A run of records
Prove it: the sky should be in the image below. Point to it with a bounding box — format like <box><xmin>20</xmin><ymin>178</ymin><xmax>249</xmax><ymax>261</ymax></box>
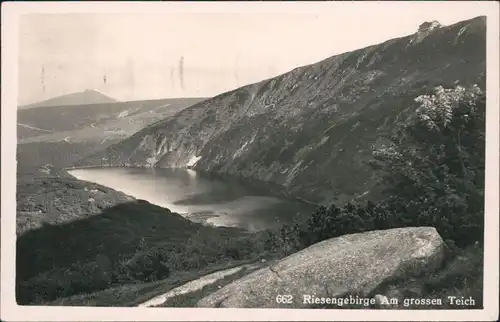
<box><xmin>18</xmin><ymin>2</ymin><xmax>492</xmax><ymax>105</ymax></box>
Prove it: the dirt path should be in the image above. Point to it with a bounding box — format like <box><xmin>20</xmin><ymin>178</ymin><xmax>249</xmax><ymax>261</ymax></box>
<box><xmin>138</xmin><ymin>263</ymin><xmax>262</xmax><ymax>307</ymax></box>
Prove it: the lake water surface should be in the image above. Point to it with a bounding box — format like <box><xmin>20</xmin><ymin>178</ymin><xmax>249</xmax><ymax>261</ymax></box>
<box><xmin>68</xmin><ymin>168</ymin><xmax>315</xmax><ymax>231</ymax></box>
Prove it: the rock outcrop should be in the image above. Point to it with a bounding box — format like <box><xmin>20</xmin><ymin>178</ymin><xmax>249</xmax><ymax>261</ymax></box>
<box><xmin>197</xmin><ymin>227</ymin><xmax>448</xmax><ymax>308</ymax></box>
<box><xmin>78</xmin><ymin>17</ymin><xmax>486</xmax><ymax>204</ymax></box>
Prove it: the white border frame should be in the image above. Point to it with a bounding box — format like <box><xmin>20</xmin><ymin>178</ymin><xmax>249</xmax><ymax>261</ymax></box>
<box><xmin>0</xmin><ymin>1</ymin><xmax>500</xmax><ymax>321</ymax></box>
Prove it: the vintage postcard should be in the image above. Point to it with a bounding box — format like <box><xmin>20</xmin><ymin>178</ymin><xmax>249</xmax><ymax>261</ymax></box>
<box><xmin>0</xmin><ymin>1</ymin><xmax>500</xmax><ymax>321</ymax></box>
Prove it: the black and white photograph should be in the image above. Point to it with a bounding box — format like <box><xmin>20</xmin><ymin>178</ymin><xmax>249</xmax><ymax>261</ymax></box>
<box><xmin>1</xmin><ymin>1</ymin><xmax>500</xmax><ymax>321</ymax></box>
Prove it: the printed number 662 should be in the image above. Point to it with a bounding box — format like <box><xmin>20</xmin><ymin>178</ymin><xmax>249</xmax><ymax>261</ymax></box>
<box><xmin>276</xmin><ymin>295</ymin><xmax>293</xmax><ymax>304</ymax></box>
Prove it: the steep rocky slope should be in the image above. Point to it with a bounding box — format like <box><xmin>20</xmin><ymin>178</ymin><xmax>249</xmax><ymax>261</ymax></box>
<box><xmin>78</xmin><ymin>17</ymin><xmax>486</xmax><ymax>203</ymax></box>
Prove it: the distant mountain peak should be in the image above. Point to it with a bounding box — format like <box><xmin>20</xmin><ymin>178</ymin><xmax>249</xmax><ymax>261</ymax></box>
<box><xmin>21</xmin><ymin>89</ymin><xmax>117</xmax><ymax>108</ymax></box>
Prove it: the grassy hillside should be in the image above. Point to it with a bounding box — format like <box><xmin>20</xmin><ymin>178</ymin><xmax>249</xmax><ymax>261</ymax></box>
<box><xmin>78</xmin><ymin>17</ymin><xmax>486</xmax><ymax>204</ymax></box>
<box><xmin>20</xmin><ymin>90</ymin><xmax>116</xmax><ymax>109</ymax></box>
<box><xmin>16</xmin><ymin>167</ymin><xmax>274</xmax><ymax>304</ymax></box>
<box><xmin>17</xmin><ymin>98</ymin><xmax>202</xmax><ymax>172</ymax></box>
<box><xmin>16</xmin><ymin>18</ymin><xmax>485</xmax><ymax>306</ymax></box>
<box><xmin>17</xmin><ymin>98</ymin><xmax>203</xmax><ymax>139</ymax></box>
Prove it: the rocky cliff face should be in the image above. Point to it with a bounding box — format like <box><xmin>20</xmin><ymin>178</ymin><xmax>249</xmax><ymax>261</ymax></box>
<box><xmin>77</xmin><ymin>17</ymin><xmax>486</xmax><ymax>203</ymax></box>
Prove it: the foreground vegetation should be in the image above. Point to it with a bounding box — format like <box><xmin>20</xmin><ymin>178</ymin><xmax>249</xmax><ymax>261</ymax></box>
<box><xmin>17</xmin><ymin>87</ymin><xmax>485</xmax><ymax>305</ymax></box>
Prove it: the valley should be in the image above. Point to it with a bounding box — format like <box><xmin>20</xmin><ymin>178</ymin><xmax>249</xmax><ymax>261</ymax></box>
<box><xmin>16</xmin><ymin>17</ymin><xmax>486</xmax><ymax>308</ymax></box>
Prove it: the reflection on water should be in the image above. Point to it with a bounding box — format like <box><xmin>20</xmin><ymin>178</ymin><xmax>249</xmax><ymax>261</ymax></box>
<box><xmin>69</xmin><ymin>168</ymin><xmax>314</xmax><ymax>231</ymax></box>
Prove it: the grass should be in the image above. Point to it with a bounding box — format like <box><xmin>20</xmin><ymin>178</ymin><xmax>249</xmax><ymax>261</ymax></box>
<box><xmin>44</xmin><ymin>260</ymin><xmax>270</xmax><ymax>307</ymax></box>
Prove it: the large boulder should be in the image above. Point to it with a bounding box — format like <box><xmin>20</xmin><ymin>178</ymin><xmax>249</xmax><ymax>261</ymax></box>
<box><xmin>197</xmin><ymin>227</ymin><xmax>448</xmax><ymax>308</ymax></box>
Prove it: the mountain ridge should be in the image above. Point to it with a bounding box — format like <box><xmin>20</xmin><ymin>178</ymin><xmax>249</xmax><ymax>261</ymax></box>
<box><xmin>75</xmin><ymin>17</ymin><xmax>486</xmax><ymax>203</ymax></box>
<box><xmin>19</xmin><ymin>89</ymin><xmax>118</xmax><ymax>109</ymax></box>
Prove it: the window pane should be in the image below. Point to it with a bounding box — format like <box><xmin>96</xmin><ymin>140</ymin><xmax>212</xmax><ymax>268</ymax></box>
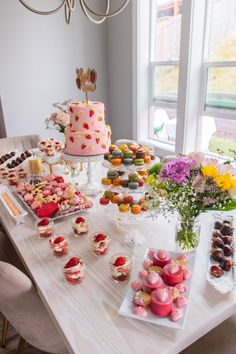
<box><xmin>150</xmin><ymin>107</ymin><xmax>176</xmax><ymax>144</ymax></box>
<box><xmin>206</xmin><ymin>67</ymin><xmax>236</xmax><ymax>109</ymax></box>
<box><xmin>201</xmin><ymin>116</ymin><xmax>236</xmax><ymax>157</ymax></box>
<box><xmin>154</xmin><ymin>0</ymin><xmax>182</xmax><ymax>61</ymax></box>
<box><xmin>154</xmin><ymin>65</ymin><xmax>179</xmax><ymax>102</ymax></box>
<box><xmin>209</xmin><ymin>0</ymin><xmax>236</xmax><ymax>61</ymax></box>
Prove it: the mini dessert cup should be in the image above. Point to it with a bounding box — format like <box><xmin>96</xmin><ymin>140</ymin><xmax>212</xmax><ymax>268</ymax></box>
<box><xmin>72</xmin><ymin>216</ymin><xmax>88</xmax><ymax>236</ymax></box>
<box><xmin>36</xmin><ymin>218</ymin><xmax>54</xmax><ymax>237</ymax></box>
<box><xmin>110</xmin><ymin>254</ymin><xmax>132</xmax><ymax>282</ymax></box>
<box><xmin>64</xmin><ymin>257</ymin><xmax>85</xmax><ymax>285</ymax></box>
<box><xmin>49</xmin><ymin>235</ymin><xmax>69</xmax><ymax>256</ymax></box>
<box><xmin>91</xmin><ymin>233</ymin><xmax>110</xmax><ymax>256</ymax></box>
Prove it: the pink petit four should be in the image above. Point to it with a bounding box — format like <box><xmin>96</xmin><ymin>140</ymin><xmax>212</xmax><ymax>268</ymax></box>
<box><xmin>92</xmin><ymin>233</ymin><xmax>110</xmax><ymax>255</ymax></box>
<box><xmin>142</xmin><ymin>272</ymin><xmax>163</xmax><ymax>294</ymax></box>
<box><xmin>163</xmin><ymin>263</ymin><xmax>183</xmax><ymax>286</ymax></box>
<box><xmin>170</xmin><ymin>309</ymin><xmax>183</xmax><ymax>322</ymax></box>
<box><xmin>150</xmin><ymin>289</ymin><xmax>173</xmax><ymax>317</ymax></box>
<box><xmin>36</xmin><ymin>218</ymin><xmax>53</xmax><ymax>237</ymax></box>
<box><xmin>110</xmin><ymin>254</ymin><xmax>132</xmax><ymax>282</ymax></box>
<box><xmin>72</xmin><ymin>216</ymin><xmax>88</xmax><ymax>236</ymax></box>
<box><xmin>49</xmin><ymin>236</ymin><xmax>68</xmax><ymax>256</ymax></box>
<box><xmin>153</xmin><ymin>249</ymin><xmax>171</xmax><ymax>268</ymax></box>
<box><xmin>133</xmin><ymin>306</ymin><xmax>147</xmax><ymax>317</ymax></box>
<box><xmin>64</xmin><ymin>257</ymin><xmax>85</xmax><ymax>284</ymax></box>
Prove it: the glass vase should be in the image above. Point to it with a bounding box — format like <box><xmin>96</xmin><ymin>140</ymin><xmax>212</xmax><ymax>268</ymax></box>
<box><xmin>175</xmin><ymin>216</ymin><xmax>201</xmax><ymax>252</ymax></box>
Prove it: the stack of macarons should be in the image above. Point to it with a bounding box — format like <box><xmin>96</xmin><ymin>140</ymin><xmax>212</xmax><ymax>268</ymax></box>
<box><xmin>104</xmin><ymin>144</ymin><xmax>155</xmax><ymax>167</ymax></box>
<box><xmin>101</xmin><ymin>170</ymin><xmax>147</xmax><ymax>190</ymax></box>
<box><xmin>99</xmin><ymin>191</ymin><xmax>147</xmax><ymax>215</ymax></box>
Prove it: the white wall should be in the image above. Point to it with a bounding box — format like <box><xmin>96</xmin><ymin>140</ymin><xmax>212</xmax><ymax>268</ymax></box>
<box><xmin>0</xmin><ymin>0</ymin><xmax>109</xmax><ymax>138</ymax></box>
<box><xmin>107</xmin><ymin>0</ymin><xmax>133</xmax><ymax>141</ymax></box>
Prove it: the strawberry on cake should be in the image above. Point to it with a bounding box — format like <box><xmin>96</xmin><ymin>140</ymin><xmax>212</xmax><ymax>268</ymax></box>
<box><xmin>92</xmin><ymin>233</ymin><xmax>110</xmax><ymax>255</ymax></box>
<box><xmin>49</xmin><ymin>236</ymin><xmax>69</xmax><ymax>256</ymax></box>
<box><xmin>72</xmin><ymin>216</ymin><xmax>88</xmax><ymax>236</ymax></box>
<box><xmin>64</xmin><ymin>257</ymin><xmax>85</xmax><ymax>284</ymax></box>
<box><xmin>36</xmin><ymin>218</ymin><xmax>54</xmax><ymax>237</ymax></box>
<box><xmin>64</xmin><ymin>101</ymin><xmax>111</xmax><ymax>156</ymax></box>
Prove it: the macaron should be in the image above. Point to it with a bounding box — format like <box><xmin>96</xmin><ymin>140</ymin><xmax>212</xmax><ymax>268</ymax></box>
<box><xmin>119</xmin><ymin>144</ymin><xmax>128</xmax><ymax>151</ymax></box>
<box><xmin>111</xmin><ymin>158</ymin><xmax>122</xmax><ymax>166</ymax></box>
<box><xmin>123</xmin><ymin>158</ymin><xmax>134</xmax><ymax>166</ymax></box>
<box><xmin>107</xmin><ymin>170</ymin><xmax>119</xmax><ymax>179</ymax></box>
<box><xmin>128</xmin><ymin>182</ymin><xmax>139</xmax><ymax>190</ymax></box>
<box><xmin>134</xmin><ymin>158</ymin><xmax>144</xmax><ymax>166</ymax></box>
<box><xmin>144</xmin><ymin>155</ymin><xmax>152</xmax><ymax>163</ymax></box>
<box><xmin>112</xmin><ymin>177</ymin><xmax>121</xmax><ymax>187</ymax></box>
<box><xmin>120</xmin><ymin>179</ymin><xmax>129</xmax><ymax>188</ymax></box>
<box><xmin>109</xmin><ymin>145</ymin><xmax>118</xmax><ymax>153</ymax></box>
<box><xmin>99</xmin><ymin>197</ymin><xmax>110</xmax><ymax>205</ymax></box>
<box><xmin>119</xmin><ymin>203</ymin><xmax>130</xmax><ymax>213</ymax></box>
<box><xmin>136</xmin><ymin>149</ymin><xmax>146</xmax><ymax>159</ymax></box>
<box><xmin>123</xmin><ymin>149</ymin><xmax>133</xmax><ymax>158</ymax></box>
<box><xmin>112</xmin><ymin>149</ymin><xmax>123</xmax><ymax>157</ymax></box>
<box><xmin>131</xmin><ymin>204</ymin><xmax>142</xmax><ymax>215</ymax></box>
<box><xmin>102</xmin><ymin>177</ymin><xmax>112</xmax><ymax>186</ymax></box>
<box><xmin>123</xmin><ymin>194</ymin><xmax>134</xmax><ymax>204</ymax></box>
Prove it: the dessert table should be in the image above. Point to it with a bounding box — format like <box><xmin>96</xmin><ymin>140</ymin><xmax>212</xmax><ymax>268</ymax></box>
<box><xmin>0</xmin><ymin>199</ymin><xmax>236</xmax><ymax>354</ymax></box>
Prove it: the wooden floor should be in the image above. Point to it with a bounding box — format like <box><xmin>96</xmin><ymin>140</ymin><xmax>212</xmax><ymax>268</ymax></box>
<box><xmin>0</xmin><ymin>314</ymin><xmax>236</xmax><ymax>354</ymax></box>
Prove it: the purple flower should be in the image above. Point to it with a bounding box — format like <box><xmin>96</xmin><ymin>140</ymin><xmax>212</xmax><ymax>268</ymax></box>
<box><xmin>160</xmin><ymin>157</ymin><xmax>195</xmax><ymax>184</ymax></box>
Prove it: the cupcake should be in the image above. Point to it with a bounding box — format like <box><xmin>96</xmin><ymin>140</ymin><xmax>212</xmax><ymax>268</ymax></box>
<box><xmin>110</xmin><ymin>254</ymin><xmax>132</xmax><ymax>282</ymax></box>
<box><xmin>72</xmin><ymin>216</ymin><xmax>88</xmax><ymax>235</ymax></box>
<box><xmin>64</xmin><ymin>257</ymin><xmax>85</xmax><ymax>284</ymax></box>
<box><xmin>36</xmin><ymin>218</ymin><xmax>54</xmax><ymax>237</ymax></box>
<box><xmin>92</xmin><ymin>233</ymin><xmax>110</xmax><ymax>255</ymax></box>
<box><xmin>142</xmin><ymin>272</ymin><xmax>163</xmax><ymax>294</ymax></box>
<box><xmin>150</xmin><ymin>289</ymin><xmax>173</xmax><ymax>317</ymax></box>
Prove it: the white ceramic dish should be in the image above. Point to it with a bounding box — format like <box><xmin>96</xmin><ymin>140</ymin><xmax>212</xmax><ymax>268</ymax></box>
<box><xmin>0</xmin><ymin>185</ymin><xmax>28</xmax><ymax>225</ymax></box>
<box><xmin>207</xmin><ymin>214</ymin><xmax>236</xmax><ymax>294</ymax></box>
<box><xmin>119</xmin><ymin>249</ymin><xmax>195</xmax><ymax>329</ymax></box>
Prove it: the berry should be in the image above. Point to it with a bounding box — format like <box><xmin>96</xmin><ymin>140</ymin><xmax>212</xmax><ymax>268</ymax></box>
<box><xmin>64</xmin><ymin>257</ymin><xmax>80</xmax><ymax>268</ymax></box>
<box><xmin>53</xmin><ymin>236</ymin><xmax>65</xmax><ymax>244</ymax></box>
<box><xmin>94</xmin><ymin>234</ymin><xmax>106</xmax><ymax>242</ymax></box>
<box><xmin>113</xmin><ymin>257</ymin><xmax>125</xmax><ymax>267</ymax></box>
<box><xmin>38</xmin><ymin>218</ymin><xmax>49</xmax><ymax>226</ymax></box>
<box><xmin>75</xmin><ymin>216</ymin><xmax>85</xmax><ymax>224</ymax></box>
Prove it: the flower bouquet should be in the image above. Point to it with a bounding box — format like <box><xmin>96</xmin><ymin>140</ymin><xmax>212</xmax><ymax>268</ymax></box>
<box><xmin>146</xmin><ymin>153</ymin><xmax>236</xmax><ymax>251</ymax></box>
<box><xmin>45</xmin><ymin>101</ymin><xmax>70</xmax><ymax>133</ymax></box>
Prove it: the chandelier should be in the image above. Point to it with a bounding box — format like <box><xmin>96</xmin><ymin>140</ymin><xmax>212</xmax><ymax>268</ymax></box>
<box><xmin>19</xmin><ymin>0</ymin><xmax>129</xmax><ymax>24</ymax></box>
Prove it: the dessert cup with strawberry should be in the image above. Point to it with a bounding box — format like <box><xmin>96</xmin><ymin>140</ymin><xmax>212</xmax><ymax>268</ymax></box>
<box><xmin>110</xmin><ymin>254</ymin><xmax>132</xmax><ymax>282</ymax></box>
<box><xmin>72</xmin><ymin>216</ymin><xmax>88</xmax><ymax>236</ymax></box>
<box><xmin>64</xmin><ymin>257</ymin><xmax>85</xmax><ymax>285</ymax></box>
<box><xmin>92</xmin><ymin>233</ymin><xmax>110</xmax><ymax>256</ymax></box>
<box><xmin>36</xmin><ymin>218</ymin><xmax>54</xmax><ymax>237</ymax></box>
<box><xmin>49</xmin><ymin>235</ymin><xmax>69</xmax><ymax>256</ymax></box>
<box><xmin>150</xmin><ymin>289</ymin><xmax>173</xmax><ymax>317</ymax></box>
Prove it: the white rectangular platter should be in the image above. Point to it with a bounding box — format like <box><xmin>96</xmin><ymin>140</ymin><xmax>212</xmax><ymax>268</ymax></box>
<box><xmin>119</xmin><ymin>249</ymin><xmax>195</xmax><ymax>329</ymax></box>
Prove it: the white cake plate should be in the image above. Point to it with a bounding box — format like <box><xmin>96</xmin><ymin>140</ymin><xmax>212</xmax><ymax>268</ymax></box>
<box><xmin>62</xmin><ymin>152</ymin><xmax>104</xmax><ymax>196</ymax></box>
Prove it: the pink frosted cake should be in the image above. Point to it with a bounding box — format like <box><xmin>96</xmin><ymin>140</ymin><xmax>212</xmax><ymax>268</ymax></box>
<box><xmin>64</xmin><ymin>101</ymin><xmax>111</xmax><ymax>156</ymax></box>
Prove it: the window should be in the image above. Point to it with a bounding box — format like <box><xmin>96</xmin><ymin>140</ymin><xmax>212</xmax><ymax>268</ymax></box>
<box><xmin>134</xmin><ymin>0</ymin><xmax>236</xmax><ymax>156</ymax></box>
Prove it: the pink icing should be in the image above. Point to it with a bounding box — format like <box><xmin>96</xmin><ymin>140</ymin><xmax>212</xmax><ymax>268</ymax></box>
<box><xmin>168</xmin><ymin>264</ymin><xmax>179</xmax><ymax>274</ymax></box>
<box><xmin>170</xmin><ymin>309</ymin><xmax>183</xmax><ymax>322</ymax></box>
<box><xmin>131</xmin><ymin>280</ymin><xmax>142</xmax><ymax>291</ymax></box>
<box><xmin>147</xmin><ymin>272</ymin><xmax>160</xmax><ymax>284</ymax></box>
<box><xmin>133</xmin><ymin>306</ymin><xmax>147</xmax><ymax>317</ymax></box>
<box><xmin>157</xmin><ymin>250</ymin><xmax>168</xmax><ymax>259</ymax></box>
<box><xmin>184</xmin><ymin>269</ymin><xmax>192</xmax><ymax>280</ymax></box>
<box><xmin>156</xmin><ymin>289</ymin><xmax>169</xmax><ymax>302</ymax></box>
<box><xmin>176</xmin><ymin>283</ymin><xmax>187</xmax><ymax>293</ymax></box>
<box><xmin>176</xmin><ymin>296</ymin><xmax>188</xmax><ymax>308</ymax></box>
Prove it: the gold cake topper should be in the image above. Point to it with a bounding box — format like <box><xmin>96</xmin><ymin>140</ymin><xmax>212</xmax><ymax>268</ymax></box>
<box><xmin>76</xmin><ymin>68</ymin><xmax>97</xmax><ymax>103</ymax></box>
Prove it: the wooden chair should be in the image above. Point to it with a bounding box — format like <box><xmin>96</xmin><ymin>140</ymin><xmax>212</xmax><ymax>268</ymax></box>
<box><xmin>0</xmin><ymin>261</ymin><xmax>68</xmax><ymax>354</ymax></box>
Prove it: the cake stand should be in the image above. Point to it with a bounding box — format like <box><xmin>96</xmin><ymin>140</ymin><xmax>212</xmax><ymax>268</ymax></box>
<box><xmin>62</xmin><ymin>152</ymin><xmax>104</xmax><ymax>196</ymax></box>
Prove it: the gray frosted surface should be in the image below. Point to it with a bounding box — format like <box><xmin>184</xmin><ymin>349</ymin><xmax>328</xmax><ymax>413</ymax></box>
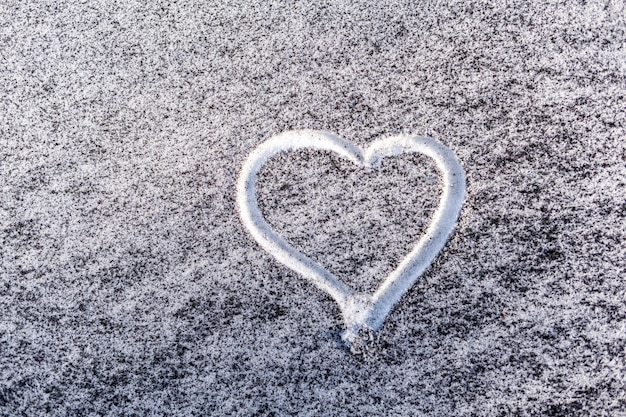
<box><xmin>0</xmin><ymin>0</ymin><xmax>626</xmax><ymax>416</ymax></box>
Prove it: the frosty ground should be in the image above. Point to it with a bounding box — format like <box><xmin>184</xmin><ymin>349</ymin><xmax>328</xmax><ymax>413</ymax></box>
<box><xmin>0</xmin><ymin>1</ymin><xmax>626</xmax><ymax>416</ymax></box>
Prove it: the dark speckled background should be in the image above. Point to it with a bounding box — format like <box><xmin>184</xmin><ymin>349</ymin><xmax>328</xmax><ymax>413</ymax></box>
<box><xmin>0</xmin><ymin>0</ymin><xmax>626</xmax><ymax>417</ymax></box>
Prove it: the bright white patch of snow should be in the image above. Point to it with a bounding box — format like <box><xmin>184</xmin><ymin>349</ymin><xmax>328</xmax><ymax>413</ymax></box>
<box><xmin>237</xmin><ymin>130</ymin><xmax>466</xmax><ymax>345</ymax></box>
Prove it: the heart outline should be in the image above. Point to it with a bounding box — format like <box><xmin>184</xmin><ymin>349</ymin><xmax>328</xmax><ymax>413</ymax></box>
<box><xmin>236</xmin><ymin>130</ymin><xmax>466</xmax><ymax>344</ymax></box>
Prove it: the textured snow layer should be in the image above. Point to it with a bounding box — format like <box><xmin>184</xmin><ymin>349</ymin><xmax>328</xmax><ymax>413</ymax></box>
<box><xmin>0</xmin><ymin>0</ymin><xmax>626</xmax><ymax>417</ymax></box>
<box><xmin>237</xmin><ymin>130</ymin><xmax>465</xmax><ymax>350</ymax></box>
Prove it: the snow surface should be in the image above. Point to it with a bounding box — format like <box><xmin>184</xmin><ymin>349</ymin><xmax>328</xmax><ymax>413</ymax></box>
<box><xmin>237</xmin><ymin>130</ymin><xmax>466</xmax><ymax>352</ymax></box>
<box><xmin>0</xmin><ymin>0</ymin><xmax>626</xmax><ymax>417</ymax></box>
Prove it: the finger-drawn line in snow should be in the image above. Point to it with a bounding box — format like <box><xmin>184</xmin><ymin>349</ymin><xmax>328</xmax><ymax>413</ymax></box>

■ Task to carry out
Output exactly the lines between the one containing "Prove it: the heart" and the final line above, both inclusive.

■ Worked solution
Prove it: the heart outline should be in the image above. Point to it with a bounding box — format like <box><xmin>184</xmin><ymin>349</ymin><xmax>328</xmax><ymax>413</ymax></box>
<box><xmin>236</xmin><ymin>130</ymin><xmax>466</xmax><ymax>344</ymax></box>
Prove it: the textured snow layer should be in the image above. Point to it with a bounding box — format like <box><xmin>184</xmin><ymin>349</ymin><xmax>328</xmax><ymax>413</ymax></box>
<box><xmin>0</xmin><ymin>0</ymin><xmax>626</xmax><ymax>417</ymax></box>
<box><xmin>237</xmin><ymin>130</ymin><xmax>465</xmax><ymax>350</ymax></box>
Prove it: the snow surface should be in the image above. Point to it with a bounding box — format like <box><xmin>184</xmin><ymin>349</ymin><xmax>328</xmax><ymax>413</ymax></box>
<box><xmin>237</xmin><ymin>130</ymin><xmax>466</xmax><ymax>352</ymax></box>
<box><xmin>0</xmin><ymin>0</ymin><xmax>626</xmax><ymax>417</ymax></box>
Prove it: the finger-drawn line in snow should be in the image above. Point to it with a bounding box — format like <box><xmin>184</xmin><ymin>349</ymin><xmax>328</xmax><ymax>413</ymax></box>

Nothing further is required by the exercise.